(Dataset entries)
________________
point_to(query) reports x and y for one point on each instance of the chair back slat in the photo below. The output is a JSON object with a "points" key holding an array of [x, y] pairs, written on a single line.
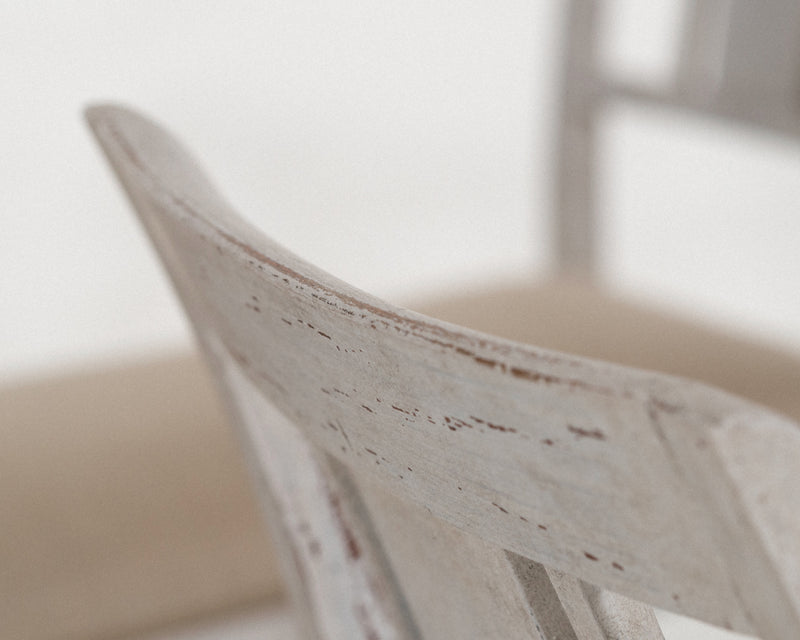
{"points": [[624, 479]]}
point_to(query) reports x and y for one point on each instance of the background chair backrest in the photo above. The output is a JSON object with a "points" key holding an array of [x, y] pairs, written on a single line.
{"points": [[737, 61], [657, 488]]}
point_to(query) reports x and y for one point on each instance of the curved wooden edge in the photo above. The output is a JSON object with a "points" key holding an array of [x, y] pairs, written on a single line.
{"points": [[670, 422]]}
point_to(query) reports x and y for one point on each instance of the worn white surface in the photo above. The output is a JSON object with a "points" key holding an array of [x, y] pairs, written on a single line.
{"points": [[429, 155], [607, 474]]}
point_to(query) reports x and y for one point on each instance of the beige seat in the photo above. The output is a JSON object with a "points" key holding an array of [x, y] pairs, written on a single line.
{"points": [[121, 576], [426, 480]]}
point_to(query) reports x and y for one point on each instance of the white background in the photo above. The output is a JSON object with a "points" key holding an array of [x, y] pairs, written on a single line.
{"points": [[403, 146]]}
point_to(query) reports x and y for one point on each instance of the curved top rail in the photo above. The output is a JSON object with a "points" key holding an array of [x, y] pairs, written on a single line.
{"points": [[660, 488]]}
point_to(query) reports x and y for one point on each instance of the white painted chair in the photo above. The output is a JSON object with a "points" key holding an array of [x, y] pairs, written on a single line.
{"points": [[428, 480]]}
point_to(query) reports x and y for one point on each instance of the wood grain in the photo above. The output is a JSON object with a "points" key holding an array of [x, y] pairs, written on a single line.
{"points": [[632, 481]]}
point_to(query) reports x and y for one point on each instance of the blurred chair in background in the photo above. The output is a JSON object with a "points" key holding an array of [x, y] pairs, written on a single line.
{"points": [[737, 62]]}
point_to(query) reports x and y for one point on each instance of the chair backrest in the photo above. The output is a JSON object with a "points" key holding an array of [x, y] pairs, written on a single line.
{"points": [[737, 61], [429, 480]]}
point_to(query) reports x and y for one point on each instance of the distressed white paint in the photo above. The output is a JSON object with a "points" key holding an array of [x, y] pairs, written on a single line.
{"points": [[627, 480]]}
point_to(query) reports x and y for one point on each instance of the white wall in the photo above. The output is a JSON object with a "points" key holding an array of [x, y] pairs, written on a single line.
{"points": [[401, 145]]}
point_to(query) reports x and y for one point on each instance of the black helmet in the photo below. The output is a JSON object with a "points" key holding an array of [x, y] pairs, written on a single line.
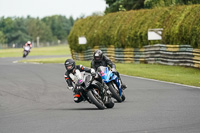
{"points": [[69, 65], [98, 55]]}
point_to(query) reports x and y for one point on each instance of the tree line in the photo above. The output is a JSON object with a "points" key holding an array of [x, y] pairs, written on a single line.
{"points": [[19, 30], [126, 5]]}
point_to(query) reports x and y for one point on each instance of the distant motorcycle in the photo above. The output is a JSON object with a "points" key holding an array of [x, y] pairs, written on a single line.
{"points": [[92, 91], [26, 51], [113, 83]]}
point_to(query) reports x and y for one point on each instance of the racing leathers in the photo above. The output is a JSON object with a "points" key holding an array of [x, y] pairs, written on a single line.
{"points": [[72, 77], [105, 61]]}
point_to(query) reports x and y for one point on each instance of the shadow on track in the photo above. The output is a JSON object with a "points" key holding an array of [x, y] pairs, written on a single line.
{"points": [[72, 109]]}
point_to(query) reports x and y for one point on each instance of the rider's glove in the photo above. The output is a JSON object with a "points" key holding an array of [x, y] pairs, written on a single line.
{"points": [[113, 69], [71, 88]]}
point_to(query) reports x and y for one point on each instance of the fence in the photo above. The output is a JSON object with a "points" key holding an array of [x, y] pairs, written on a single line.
{"points": [[181, 55]]}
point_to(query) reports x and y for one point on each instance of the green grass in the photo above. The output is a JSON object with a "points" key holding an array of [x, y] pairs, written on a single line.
{"points": [[176, 74], [53, 50]]}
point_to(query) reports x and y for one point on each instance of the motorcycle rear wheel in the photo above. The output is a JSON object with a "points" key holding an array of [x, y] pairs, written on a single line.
{"points": [[96, 101]]}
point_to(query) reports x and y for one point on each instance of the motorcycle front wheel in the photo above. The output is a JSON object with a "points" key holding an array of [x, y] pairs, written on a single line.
{"points": [[115, 92]]}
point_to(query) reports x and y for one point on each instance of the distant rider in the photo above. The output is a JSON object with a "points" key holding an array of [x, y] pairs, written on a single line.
{"points": [[72, 72], [99, 59]]}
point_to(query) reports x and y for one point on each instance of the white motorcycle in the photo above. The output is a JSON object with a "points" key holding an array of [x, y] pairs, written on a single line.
{"points": [[26, 51]]}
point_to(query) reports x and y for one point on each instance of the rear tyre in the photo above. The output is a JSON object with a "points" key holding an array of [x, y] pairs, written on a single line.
{"points": [[110, 104], [115, 92], [95, 100]]}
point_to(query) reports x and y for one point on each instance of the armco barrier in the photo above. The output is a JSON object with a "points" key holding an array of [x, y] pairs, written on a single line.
{"points": [[181, 55]]}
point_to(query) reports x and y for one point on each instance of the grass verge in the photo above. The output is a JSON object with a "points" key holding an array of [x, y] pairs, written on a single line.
{"points": [[176, 74], [52, 50]]}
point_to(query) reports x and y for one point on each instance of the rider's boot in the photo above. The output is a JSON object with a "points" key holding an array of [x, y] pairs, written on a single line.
{"points": [[124, 86]]}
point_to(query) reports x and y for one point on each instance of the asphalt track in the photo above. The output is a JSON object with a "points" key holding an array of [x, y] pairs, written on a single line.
{"points": [[34, 99]]}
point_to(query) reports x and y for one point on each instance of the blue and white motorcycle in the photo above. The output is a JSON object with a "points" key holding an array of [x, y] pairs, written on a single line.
{"points": [[113, 83]]}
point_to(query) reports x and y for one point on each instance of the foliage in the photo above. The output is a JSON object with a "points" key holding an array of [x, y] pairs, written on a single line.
{"points": [[123, 5], [18, 30], [129, 29], [59, 25], [175, 74], [2, 38]]}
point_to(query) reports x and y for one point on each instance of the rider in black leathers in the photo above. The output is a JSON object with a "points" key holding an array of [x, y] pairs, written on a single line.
{"points": [[99, 59], [74, 71]]}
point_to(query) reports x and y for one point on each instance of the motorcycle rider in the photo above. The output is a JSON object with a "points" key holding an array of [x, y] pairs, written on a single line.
{"points": [[74, 71], [28, 44], [99, 59]]}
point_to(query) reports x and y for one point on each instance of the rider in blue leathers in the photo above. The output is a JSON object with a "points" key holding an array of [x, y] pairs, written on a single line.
{"points": [[99, 59]]}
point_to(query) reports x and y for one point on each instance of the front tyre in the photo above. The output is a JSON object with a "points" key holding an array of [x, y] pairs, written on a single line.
{"points": [[115, 91], [94, 98]]}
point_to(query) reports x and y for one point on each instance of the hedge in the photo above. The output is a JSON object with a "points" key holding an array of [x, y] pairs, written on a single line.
{"points": [[129, 29], [163, 3]]}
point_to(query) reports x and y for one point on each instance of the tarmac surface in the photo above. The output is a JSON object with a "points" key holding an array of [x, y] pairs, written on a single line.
{"points": [[34, 99]]}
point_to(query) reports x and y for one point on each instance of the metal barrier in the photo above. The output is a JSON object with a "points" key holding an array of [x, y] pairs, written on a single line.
{"points": [[181, 55]]}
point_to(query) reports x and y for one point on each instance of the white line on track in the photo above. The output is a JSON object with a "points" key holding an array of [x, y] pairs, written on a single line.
{"points": [[135, 77]]}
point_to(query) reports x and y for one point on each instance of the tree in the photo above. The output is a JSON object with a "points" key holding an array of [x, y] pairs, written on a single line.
{"points": [[2, 38], [126, 5], [37, 28], [59, 25]]}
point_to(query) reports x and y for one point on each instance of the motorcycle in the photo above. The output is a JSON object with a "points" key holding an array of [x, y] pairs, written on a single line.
{"points": [[113, 83], [26, 51], [92, 91]]}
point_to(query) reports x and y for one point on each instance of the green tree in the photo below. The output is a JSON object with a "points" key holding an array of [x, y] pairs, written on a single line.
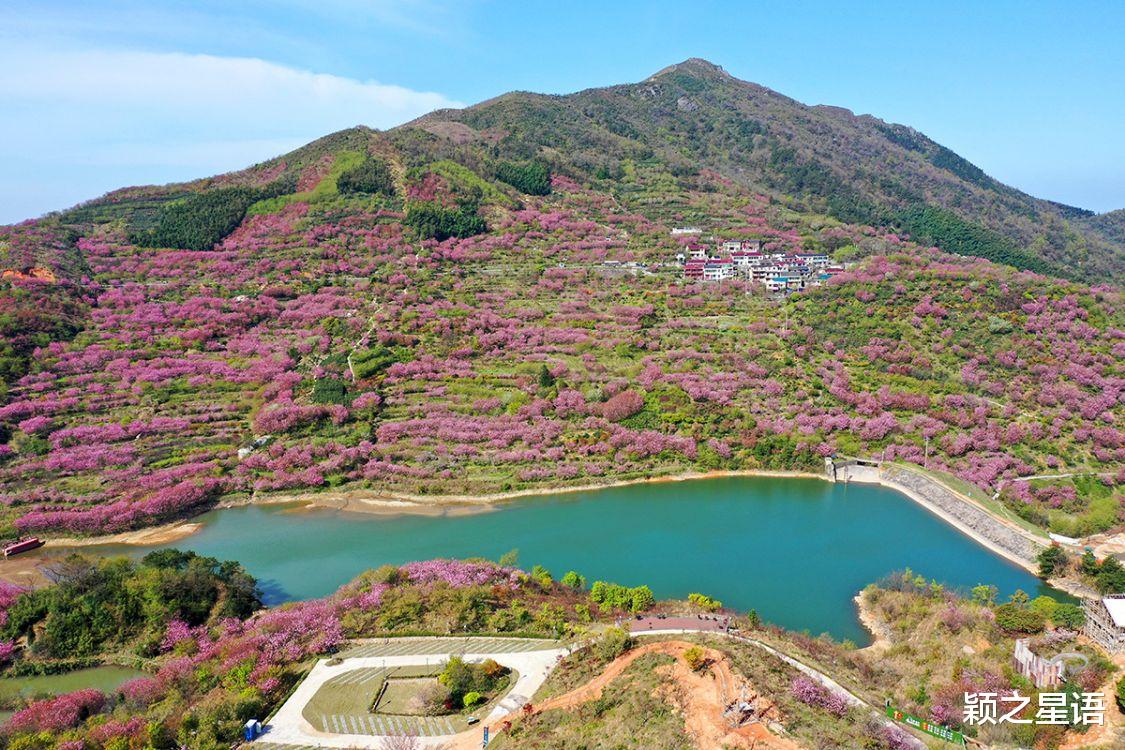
________________
WHAT TO WORK ON
The lines from the one containing "of the metal" through the final line of the data are to be repeated exactly, with both ends included and all pictures left out.

ANSWER TO THE PROBLEM
point_to(query) reports x and y for one point on each instance of the metal barrier in the photo above. The output is a JSON object with a "points" key holding an array of [x, y] pairs, written on a single line.
{"points": [[181, 55]]}
point_to(query) reports x and y for one point on each instance of the white line on track in the photo above. The output is a JSON object with a "points" key holding an array of [x, y] pairs, written on a single line.
{"points": [[135, 77]]}
point_to(query) reports x and y for one point on each instance of the tree in the photo above. The output is a JSON object with a "points" key holding an array of [x, y] pairs, written on a single line.
{"points": [[2, 38], [126, 5], [37, 28], [59, 25]]}
point_to(query) reports x and y for one point on each instance of the motorcycle in the photo above. The output is a JSON object with a "points" key holding an array of [x, y] pairs, written on a single line.
{"points": [[113, 83], [26, 51], [92, 91]]}
point_to(query) reports x and y for one point on each instance of the green tree in the photo below. The output is a JSON object with a "points" key holding an array of [x, y] pairs, written on a single line.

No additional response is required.